== Required work ==
Give back the data below exactly as it was given.

== Stored data entries ==
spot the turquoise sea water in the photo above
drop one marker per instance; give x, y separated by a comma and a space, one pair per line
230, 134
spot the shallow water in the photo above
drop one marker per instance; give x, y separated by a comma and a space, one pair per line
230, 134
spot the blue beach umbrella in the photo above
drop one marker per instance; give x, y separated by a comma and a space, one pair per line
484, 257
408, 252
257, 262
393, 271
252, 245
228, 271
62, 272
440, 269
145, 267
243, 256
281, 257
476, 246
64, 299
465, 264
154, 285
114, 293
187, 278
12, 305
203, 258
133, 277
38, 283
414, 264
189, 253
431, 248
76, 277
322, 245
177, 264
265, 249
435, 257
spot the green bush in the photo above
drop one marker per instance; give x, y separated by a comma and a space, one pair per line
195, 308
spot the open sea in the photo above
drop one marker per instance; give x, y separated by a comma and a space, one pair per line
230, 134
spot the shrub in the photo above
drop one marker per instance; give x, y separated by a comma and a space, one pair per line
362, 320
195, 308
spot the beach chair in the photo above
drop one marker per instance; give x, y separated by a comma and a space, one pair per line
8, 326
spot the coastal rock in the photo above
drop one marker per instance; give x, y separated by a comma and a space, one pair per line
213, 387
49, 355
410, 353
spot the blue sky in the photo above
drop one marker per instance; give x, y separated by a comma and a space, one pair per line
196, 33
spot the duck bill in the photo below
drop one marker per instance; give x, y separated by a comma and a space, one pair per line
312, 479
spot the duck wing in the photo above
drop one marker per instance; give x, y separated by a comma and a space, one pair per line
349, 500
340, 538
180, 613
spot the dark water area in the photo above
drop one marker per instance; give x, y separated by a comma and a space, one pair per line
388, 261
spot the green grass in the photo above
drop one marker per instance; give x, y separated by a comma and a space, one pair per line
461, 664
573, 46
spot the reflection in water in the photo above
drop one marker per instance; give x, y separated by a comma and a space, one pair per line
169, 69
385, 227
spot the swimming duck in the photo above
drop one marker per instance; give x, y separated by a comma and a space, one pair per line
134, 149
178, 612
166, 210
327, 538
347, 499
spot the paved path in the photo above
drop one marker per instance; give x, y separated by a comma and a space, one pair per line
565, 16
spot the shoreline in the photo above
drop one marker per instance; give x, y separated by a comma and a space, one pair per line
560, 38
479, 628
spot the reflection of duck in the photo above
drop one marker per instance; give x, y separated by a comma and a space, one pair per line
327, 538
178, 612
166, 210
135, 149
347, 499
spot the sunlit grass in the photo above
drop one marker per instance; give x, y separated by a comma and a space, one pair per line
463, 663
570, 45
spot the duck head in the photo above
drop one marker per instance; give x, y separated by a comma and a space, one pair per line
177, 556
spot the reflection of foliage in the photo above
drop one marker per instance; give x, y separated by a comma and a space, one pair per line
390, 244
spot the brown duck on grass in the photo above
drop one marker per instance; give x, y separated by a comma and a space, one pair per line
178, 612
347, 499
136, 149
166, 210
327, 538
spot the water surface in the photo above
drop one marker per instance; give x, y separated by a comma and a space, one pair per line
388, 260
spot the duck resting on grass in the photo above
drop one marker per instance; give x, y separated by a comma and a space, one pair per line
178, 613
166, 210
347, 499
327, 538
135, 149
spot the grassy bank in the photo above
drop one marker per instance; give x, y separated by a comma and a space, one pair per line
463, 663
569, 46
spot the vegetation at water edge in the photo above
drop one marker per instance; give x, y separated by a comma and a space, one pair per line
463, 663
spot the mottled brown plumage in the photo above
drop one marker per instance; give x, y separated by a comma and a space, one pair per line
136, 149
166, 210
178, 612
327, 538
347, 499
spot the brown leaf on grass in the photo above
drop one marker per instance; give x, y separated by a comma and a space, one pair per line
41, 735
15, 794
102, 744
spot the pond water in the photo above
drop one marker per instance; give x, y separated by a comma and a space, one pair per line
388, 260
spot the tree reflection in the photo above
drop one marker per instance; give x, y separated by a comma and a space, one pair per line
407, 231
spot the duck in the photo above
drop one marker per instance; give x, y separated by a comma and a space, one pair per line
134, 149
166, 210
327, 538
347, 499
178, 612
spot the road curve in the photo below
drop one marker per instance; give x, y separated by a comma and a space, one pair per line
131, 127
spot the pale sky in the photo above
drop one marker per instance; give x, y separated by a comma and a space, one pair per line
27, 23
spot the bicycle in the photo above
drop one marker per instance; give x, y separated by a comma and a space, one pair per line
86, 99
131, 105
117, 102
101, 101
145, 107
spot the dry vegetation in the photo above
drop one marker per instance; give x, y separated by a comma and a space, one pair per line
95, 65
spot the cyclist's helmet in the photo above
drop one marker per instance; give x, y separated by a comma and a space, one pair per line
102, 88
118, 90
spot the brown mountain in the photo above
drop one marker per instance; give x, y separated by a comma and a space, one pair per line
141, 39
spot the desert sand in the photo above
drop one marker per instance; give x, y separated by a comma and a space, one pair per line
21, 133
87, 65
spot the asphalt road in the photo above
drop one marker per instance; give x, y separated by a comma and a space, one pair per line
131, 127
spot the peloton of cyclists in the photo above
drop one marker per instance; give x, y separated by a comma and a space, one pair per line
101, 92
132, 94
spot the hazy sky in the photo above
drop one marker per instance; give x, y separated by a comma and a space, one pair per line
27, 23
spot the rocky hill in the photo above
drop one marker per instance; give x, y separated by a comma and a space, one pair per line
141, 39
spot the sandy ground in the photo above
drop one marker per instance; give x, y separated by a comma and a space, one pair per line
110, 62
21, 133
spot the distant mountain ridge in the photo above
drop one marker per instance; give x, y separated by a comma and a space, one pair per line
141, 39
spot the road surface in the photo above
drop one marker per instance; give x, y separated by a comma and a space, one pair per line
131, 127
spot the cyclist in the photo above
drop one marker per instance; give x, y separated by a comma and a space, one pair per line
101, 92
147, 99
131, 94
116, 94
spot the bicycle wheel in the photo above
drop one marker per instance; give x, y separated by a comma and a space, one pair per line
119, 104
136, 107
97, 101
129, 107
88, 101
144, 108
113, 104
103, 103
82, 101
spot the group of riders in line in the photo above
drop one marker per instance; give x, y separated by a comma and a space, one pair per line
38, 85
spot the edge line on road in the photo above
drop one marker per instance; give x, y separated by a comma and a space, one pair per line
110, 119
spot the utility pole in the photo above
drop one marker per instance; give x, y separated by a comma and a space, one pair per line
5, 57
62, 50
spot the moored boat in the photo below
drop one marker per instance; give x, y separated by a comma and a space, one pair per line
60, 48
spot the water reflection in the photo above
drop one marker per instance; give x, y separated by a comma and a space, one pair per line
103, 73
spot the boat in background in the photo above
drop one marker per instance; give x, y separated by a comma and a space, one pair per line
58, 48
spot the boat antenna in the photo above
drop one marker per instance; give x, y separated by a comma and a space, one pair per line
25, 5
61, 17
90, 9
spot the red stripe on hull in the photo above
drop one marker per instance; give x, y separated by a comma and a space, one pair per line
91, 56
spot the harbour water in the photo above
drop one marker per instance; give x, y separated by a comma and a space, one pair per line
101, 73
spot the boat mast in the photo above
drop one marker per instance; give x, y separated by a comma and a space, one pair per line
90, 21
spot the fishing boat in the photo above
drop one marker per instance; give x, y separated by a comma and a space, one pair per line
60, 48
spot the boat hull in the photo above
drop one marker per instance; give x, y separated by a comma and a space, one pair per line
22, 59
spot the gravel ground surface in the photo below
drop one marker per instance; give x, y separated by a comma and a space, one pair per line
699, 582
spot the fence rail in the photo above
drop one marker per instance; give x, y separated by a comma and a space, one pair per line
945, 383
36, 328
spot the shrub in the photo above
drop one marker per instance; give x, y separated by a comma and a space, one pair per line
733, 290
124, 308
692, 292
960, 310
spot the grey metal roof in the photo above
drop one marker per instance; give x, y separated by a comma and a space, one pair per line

== Completed task ==
spot the turquoise sea water in the photo above
drop one marker per instance; give x, y separated by a comma and a space, one pair per line
230, 134
spot the shallow water in the photo above
drop one marker per instance; give x, y separated by a comma and a space, one pair per line
230, 134
spot the blue beach umbrella in the photo above
drop one marker per instance; give x, y separated by a comma and a space, one pair per line
484, 257
408, 252
257, 262
393, 271
252, 245
228, 271
62, 272
440, 269
145, 267
243, 256
281, 257
476, 246
64, 299
465, 264
154, 285
114, 293
187, 278
12, 305
203, 258
133, 277
38, 283
414, 264
189, 253
431, 248
76, 277
322, 245
177, 264
265, 249
435, 257
spot the green bush in the photo above
drop one marker per instance; give x, y separated by a comma and a space, one pair per line
195, 308
spot the open sea in the photo above
drop one marker per instance; give x, y separated by a comma and a space, one pair per line
230, 134
spot the shrub in the photo above
drop one marker per instance; give x, y separated by a comma and a space, one pair per line
362, 320
195, 308
spot the beach chair in the photo above
drop one marker per instance; give x, y separated by a comma and a space, one pair per line
8, 326
spot the coastal rock in the photo above
drop one marker per instance; give x, y separated by a comma and a space, one pair per line
213, 387
49, 355
410, 353
spot the blue sky in the photo above
drop one marker per instance; give x, y separated by a comma and a space, one pair per line
196, 33
spot the duck bill in the photo below
drop one marker per instance; give x, y separated by a comma and a space, one pair per line
312, 479
spot the duck wing in the photo above
drop one marker per instance; give x, y separated by a comma and a space, one pair per line
349, 500
340, 538
180, 613
spot the dark water area in the photo above
drop one marker per instance; give x, y separated by a comma and a space, one pair per line
388, 261
spot the green grass in the photo above
drop one marker per instance; give x, y separated by a comma and a space, one pair per line
461, 664
573, 46
spot the reflection in water in the photo above
drop one marker per instance; give x, y separated by a comma and a space, one pair per line
169, 69
385, 227
spot the swimming duck in the photo above
drop one marker per instance; give x, y separated by a comma and a space, one pair per line
134, 149
178, 612
166, 210
327, 538
347, 499
spot the paved path in the photo above
drop one marker per instance; give x, y separated by a comma and a space, one pair per line
565, 16
spot the shoreline in the photo above
drop one marker per instance; give x, y separated by a comma and a space, one pair per line
560, 38
479, 628
spot the reflection of duck in the photo above
drop one marker per instance; give x, y separated by a comma and a space, one pair per line
327, 538
178, 612
166, 210
135, 149
347, 499
spot the sunlit grass in the photo above
drop one marker per instance; give x, y separated by a comma and a space, one pair per line
463, 663
570, 45
spot the duck head in the photo above
drop one marker per instance; give x, y separated by a comma and a space, one pair per line
177, 556
spot the reflection of foliage in the photo above
drop one marker per instance; give x, y separated by a comma and a space, one pair per line
390, 244
spot the brown duck on grass in the photo above
drop one marker per instance; give x, y separated by a comma and a space, one pair per line
178, 612
347, 499
136, 149
166, 210
327, 538
spot the water surface in the photo above
drop one marker per instance; give x, y separated by a comma and a space, one pair per line
388, 260
spot the duck resting on grass in the photo above
drop one marker per instance; give x, y separated by a comma and a space, one pair per line
178, 613
166, 210
347, 499
327, 538
135, 149
spot the grassy bank in the photo above
drop one marker per instance; give x, y separated by a comma and a space, one pair per line
463, 663
569, 46
spot the vegetation at water edge in the photo above
drop one marker per instance; give x, y separated by a comma and a space, one pair per line
463, 663
spot the mottled brown plumage in the photo above
drop one marker per instance; give x, y separated by a comma and a space, one pair per line
136, 149
166, 210
178, 612
327, 538
347, 499
spot the brown leaf on grass in the photo above
drop one marker per instance; give x, y separated by a comma and a space, one pair per line
41, 735
15, 794
102, 744
spot the pond water in the photo above
drop one marker per instance; give x, y separated by a comma and a space, one pair per line
388, 260
spot the tree reflection in the photo above
drop one marker per instance; give x, y separated by a comma and a space, one pair per line
407, 231
spot the duck in the photo above
drop one marker per instance; give x, y separated by a comma and a space, one pair per line
134, 149
166, 210
327, 538
347, 499
178, 612
spot the road curve in the photo below
drop one marker per instance; give x, y separated by a comma and a space, one pair per line
131, 127
spot the pale sky in the photo above
drop one marker per instance; give x, y separated by a comma and a space, one pair per line
27, 23
spot the bicycle in the photo above
drop one marker per instance; give x, y separated by a comma and a space, one pair per line
86, 99
131, 105
117, 102
101, 101
145, 107
spot the dry vegetation in the photo above
drop one marker per instance; give x, y separated by a comma and a space, one pair per line
95, 65
spot the cyclist's helmet in the photo above
drop one marker per instance; give x, y separated by a comma and a space, one pair per line
102, 88
118, 90
spot the brown mountain in the photo above
drop one marker per instance; give x, y separated by a comma and a space, one pair per line
141, 39
spot the desert sand in the photo above
drop one marker per instance; give x, y separated by a comma and a space, one pair per line
21, 133
87, 65
spot the asphalt road in the photo above
drop one marker per instance; give x, y separated by a comma and a space, one pair per line
131, 127
spot the peloton of cyclists in the photo above
drop one marker per instance; give x, y separated by a comma and a space, one pair per line
101, 92
132, 94
spot the hazy sky in the photo above
drop one marker per instance; give x, y separated by a comma and a space, one pair per line
27, 23
spot the rocky hill in the photo above
drop one marker per instance; give x, y separated by a comma and a space, one pair per line
141, 39
spot the sandy ground in the photo above
drop one marker per instance; give x, y separated by a comma and a space, one pair per line
110, 62
21, 133
spot the distant mountain ridge in the photo above
drop one marker per instance; give x, y separated by a comma and a space, one pair per line
141, 39
spot the road surface in the photo above
drop one marker per instance; give x, y separated by a comma and a space, one pair per line
131, 127
spot the cyclist in the photo above
drop one marker per instance; give x, y separated by a comma and a space, one pair per line
101, 92
147, 99
131, 94
116, 94
spot the bicycle wheel in the photo above
drop one marker per instance; give x, y separated by a comma and a space, one pair per line
119, 104
136, 107
97, 101
129, 107
88, 101
144, 108
113, 104
103, 103
82, 101
spot the group of riders in line in the photo above
drop one marker per instance; give x, y separated by a comma and a space, one pair per line
38, 85
spot the edge line on road in the photo above
drop one marker per instance; give x, y separated by a comma and a space, one pair per line
110, 119
spot the utility pole in the photo above
drop one marker per instance; give x, y separated by a comma and a space, one pair per line
5, 57
62, 50
spot the moored boat in the photo below
drop one marker per instance; give x, y separated by a comma and a space, one pair per line
60, 48
spot the water reflection in the photo above
drop one marker per instance; give x, y separated by a comma and a space, one pair per line
103, 73
spot the boat in background in the photo above
drop one marker per instance; give x, y separated by a comma and a space, one pair per line
58, 48
spot the boat antenna in the photo above
drop one marker per instance; give x, y separated by a comma and a space, one pair per line
25, 5
61, 17
90, 9
spot the red stripe on hull in the photo above
drop one marker per instance; give x, y separated by a comma and a space, one pair per line
91, 56
spot the harbour water in the photo above
drop one marker per instance; give x, y separated by a comma and a space, one pair per line
101, 73
spot the boat mast in the photo above
drop one marker per instance; give x, y separated by a comma and a space, one pair per line
90, 21
spot the fishing boat in the photo above
drop one marker per instance; give x, y separated by a comma and a space, one pair per line
60, 48
spot the boat hull in the photo above
drop one marker per instance; give x, y separated by a comma and a space, one pair per line
22, 59
spot the gravel ground surface in the photo below
drop one marker per instance; give x, y separated by a comma and a space, one pair per line
699, 582
spot the fence rail in the photo above
drop one marker per instance; give x, y separated by a comma and a space, one pair per line
945, 383
36, 328
spot the shrub in the photo above
drop one marker per instance; give x, y separated by a comma and a space, one pair per line
733, 290
124, 308
692, 292
960, 310
spot the grey metal roof in the photo above
drop one marker per instance; give x, y separated by a comma and a space, one pair per line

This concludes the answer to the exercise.